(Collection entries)
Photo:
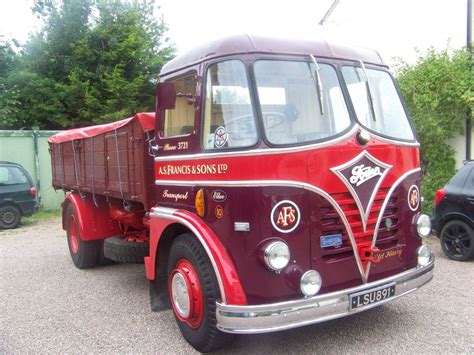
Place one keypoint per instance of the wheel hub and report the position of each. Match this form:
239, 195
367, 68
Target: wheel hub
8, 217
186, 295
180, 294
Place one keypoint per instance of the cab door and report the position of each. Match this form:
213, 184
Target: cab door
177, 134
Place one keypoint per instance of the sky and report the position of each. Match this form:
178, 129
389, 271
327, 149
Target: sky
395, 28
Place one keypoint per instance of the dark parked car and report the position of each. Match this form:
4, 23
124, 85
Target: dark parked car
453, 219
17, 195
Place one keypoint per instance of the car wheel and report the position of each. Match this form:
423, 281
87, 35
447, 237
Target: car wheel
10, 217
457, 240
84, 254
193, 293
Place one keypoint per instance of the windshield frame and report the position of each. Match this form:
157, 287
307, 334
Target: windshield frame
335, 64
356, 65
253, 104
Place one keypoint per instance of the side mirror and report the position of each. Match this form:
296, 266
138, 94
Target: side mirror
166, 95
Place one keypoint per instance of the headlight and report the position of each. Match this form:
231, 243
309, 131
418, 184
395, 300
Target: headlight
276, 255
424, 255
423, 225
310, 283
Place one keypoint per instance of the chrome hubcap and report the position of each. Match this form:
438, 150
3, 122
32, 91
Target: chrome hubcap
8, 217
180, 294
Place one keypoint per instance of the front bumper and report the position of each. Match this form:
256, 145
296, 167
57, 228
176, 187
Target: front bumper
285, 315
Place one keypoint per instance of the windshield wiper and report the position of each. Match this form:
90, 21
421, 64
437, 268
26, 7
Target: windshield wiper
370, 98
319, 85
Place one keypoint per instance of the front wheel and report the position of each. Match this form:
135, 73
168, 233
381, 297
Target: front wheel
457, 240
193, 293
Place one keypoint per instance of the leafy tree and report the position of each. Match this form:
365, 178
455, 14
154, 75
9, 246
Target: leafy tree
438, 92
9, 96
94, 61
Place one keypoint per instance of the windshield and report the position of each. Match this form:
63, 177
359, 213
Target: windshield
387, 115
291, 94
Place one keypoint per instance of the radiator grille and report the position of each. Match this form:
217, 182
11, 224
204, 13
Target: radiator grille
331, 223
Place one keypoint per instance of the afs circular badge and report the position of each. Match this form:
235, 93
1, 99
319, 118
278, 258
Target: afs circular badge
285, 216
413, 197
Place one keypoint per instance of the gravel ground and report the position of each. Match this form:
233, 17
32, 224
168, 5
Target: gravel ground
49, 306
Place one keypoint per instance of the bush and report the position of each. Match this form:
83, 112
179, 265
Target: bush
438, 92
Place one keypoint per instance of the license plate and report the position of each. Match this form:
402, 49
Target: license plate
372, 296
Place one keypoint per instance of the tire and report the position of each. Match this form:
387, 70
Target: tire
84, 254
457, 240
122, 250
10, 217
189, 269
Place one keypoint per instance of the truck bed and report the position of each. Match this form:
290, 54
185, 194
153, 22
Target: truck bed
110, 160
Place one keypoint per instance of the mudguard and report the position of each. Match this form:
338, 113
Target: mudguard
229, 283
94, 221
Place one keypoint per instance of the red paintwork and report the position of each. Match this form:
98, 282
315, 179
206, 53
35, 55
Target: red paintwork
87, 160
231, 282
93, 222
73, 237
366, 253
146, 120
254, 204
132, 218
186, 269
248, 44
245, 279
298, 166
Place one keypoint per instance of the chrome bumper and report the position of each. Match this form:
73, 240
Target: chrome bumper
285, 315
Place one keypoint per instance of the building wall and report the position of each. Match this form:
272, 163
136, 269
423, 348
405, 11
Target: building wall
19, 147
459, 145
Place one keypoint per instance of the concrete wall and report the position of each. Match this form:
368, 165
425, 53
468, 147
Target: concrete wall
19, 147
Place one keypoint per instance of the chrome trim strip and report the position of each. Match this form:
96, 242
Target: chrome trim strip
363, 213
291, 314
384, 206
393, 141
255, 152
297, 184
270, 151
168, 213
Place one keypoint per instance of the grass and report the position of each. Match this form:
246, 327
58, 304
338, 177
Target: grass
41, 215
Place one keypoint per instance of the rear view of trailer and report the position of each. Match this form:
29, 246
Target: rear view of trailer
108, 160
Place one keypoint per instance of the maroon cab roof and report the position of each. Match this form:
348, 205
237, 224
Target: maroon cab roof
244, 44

...

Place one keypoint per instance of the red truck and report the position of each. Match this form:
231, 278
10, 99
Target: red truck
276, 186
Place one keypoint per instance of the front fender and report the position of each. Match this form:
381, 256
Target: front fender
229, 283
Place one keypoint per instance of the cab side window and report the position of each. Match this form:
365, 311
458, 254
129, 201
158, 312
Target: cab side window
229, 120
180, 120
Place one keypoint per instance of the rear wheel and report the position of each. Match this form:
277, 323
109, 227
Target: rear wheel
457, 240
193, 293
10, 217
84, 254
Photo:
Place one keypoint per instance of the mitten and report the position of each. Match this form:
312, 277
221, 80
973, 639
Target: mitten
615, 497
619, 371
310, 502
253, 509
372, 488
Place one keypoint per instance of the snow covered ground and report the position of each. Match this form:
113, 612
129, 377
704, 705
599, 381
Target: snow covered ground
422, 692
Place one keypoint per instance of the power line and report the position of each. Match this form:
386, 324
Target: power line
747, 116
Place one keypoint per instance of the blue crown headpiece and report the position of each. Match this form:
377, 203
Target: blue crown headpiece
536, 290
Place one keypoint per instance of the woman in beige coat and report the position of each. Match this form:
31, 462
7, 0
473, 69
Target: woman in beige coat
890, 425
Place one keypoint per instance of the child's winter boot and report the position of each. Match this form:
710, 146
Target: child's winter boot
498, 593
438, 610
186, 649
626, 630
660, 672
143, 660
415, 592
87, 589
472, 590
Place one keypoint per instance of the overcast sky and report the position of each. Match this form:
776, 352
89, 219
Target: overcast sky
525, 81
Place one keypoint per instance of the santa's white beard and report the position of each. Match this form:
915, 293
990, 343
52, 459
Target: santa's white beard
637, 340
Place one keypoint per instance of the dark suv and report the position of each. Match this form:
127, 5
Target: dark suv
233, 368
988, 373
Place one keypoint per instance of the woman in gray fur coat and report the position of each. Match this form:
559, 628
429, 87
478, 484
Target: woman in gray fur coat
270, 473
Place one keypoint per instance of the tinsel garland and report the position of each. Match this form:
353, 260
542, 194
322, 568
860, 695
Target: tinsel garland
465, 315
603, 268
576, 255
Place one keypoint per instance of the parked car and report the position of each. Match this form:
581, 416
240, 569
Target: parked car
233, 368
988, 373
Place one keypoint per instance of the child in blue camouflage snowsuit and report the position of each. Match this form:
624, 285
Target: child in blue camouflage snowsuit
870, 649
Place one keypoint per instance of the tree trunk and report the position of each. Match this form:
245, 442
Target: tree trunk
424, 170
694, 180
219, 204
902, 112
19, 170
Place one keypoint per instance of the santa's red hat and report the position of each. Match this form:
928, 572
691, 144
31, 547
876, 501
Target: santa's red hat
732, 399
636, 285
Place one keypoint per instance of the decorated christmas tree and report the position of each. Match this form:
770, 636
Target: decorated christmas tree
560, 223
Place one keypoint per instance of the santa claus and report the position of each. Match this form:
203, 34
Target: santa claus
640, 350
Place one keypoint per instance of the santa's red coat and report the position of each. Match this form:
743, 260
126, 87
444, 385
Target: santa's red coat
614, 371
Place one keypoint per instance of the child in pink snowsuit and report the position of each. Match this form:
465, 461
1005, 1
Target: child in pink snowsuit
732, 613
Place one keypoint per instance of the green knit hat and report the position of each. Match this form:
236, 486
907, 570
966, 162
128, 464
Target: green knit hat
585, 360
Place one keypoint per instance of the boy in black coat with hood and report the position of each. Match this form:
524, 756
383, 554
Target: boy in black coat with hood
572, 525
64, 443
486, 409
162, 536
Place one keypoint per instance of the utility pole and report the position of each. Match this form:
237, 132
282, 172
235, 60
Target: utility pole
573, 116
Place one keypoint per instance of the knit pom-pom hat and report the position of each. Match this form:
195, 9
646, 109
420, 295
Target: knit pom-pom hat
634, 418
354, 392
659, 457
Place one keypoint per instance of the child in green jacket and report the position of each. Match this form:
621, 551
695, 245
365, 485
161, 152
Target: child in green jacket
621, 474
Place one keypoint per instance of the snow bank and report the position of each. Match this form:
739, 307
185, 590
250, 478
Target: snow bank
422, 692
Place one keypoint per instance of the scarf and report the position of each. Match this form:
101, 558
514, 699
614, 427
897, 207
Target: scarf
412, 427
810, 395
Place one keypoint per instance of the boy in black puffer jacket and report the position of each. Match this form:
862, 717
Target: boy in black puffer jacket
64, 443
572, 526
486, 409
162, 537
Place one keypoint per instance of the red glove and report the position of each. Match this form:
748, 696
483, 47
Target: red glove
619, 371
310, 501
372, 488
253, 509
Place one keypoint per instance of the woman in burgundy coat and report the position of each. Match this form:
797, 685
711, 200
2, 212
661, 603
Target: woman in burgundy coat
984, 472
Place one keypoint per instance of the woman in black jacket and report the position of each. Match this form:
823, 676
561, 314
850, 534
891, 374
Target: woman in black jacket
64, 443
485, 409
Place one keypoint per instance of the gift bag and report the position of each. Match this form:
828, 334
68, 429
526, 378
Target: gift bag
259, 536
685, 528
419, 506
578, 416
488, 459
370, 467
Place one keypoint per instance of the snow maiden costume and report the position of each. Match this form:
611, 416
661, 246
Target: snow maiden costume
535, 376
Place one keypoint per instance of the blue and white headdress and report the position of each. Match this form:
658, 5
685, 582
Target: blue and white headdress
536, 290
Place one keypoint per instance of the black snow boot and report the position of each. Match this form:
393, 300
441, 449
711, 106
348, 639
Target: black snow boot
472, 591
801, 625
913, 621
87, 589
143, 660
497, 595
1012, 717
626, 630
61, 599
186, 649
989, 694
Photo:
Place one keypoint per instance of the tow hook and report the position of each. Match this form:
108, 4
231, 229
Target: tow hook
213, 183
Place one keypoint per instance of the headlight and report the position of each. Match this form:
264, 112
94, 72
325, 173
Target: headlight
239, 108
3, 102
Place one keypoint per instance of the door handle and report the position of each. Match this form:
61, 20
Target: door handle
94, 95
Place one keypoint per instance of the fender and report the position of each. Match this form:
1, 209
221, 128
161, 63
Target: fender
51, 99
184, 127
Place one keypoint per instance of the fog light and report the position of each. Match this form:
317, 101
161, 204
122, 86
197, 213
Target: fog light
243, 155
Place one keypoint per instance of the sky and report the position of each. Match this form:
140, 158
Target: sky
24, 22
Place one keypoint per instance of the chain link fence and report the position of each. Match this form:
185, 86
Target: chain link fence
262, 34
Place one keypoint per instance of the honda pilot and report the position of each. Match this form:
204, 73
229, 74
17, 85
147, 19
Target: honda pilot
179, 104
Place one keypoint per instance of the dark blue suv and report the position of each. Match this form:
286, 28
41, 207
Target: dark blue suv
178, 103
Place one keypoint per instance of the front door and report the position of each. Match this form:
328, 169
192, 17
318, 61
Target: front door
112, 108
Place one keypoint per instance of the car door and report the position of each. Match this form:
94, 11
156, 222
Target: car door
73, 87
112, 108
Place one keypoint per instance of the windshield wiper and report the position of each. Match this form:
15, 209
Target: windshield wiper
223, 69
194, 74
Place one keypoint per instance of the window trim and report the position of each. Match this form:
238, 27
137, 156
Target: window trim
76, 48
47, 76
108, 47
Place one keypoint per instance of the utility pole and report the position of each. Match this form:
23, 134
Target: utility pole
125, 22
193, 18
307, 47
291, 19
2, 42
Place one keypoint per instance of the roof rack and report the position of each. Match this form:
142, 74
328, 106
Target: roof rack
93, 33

=== STATED GOAL ===
Locate every line in the entries that contains the string "ground", and copy each one out. Match case exactly.

=== RESULT OF THE TASK ===
Place one keypoint per instance of the gravel ground and report the position of each. Match this form:
Target: gravel ground
Place one keypoint per instance of the snow covered ground and report the position of each. Match this form:
Target: snow covered ground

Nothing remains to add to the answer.